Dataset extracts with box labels
******************************
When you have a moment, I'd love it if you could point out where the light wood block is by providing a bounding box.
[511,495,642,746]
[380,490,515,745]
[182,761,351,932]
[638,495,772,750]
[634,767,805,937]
******************************
GIVEN INSTRUCTION ::
Rewrite the records above as a Markdown table with the columns Row and Line, giving each nonblank line its own numbered row.

RESULT OF THE EXERCISE ::
| Row | Line |
|---|---|
| 1 | When you have a moment, I'd love it if you could point out where the light wood block is by providing a bounding box. |
| 2 | [511,495,642,746] |
| 3 | [380,490,515,745] |
| 4 | [182,761,351,932] |
| 5 | [638,495,772,750] |
| 6 | [634,767,805,937] |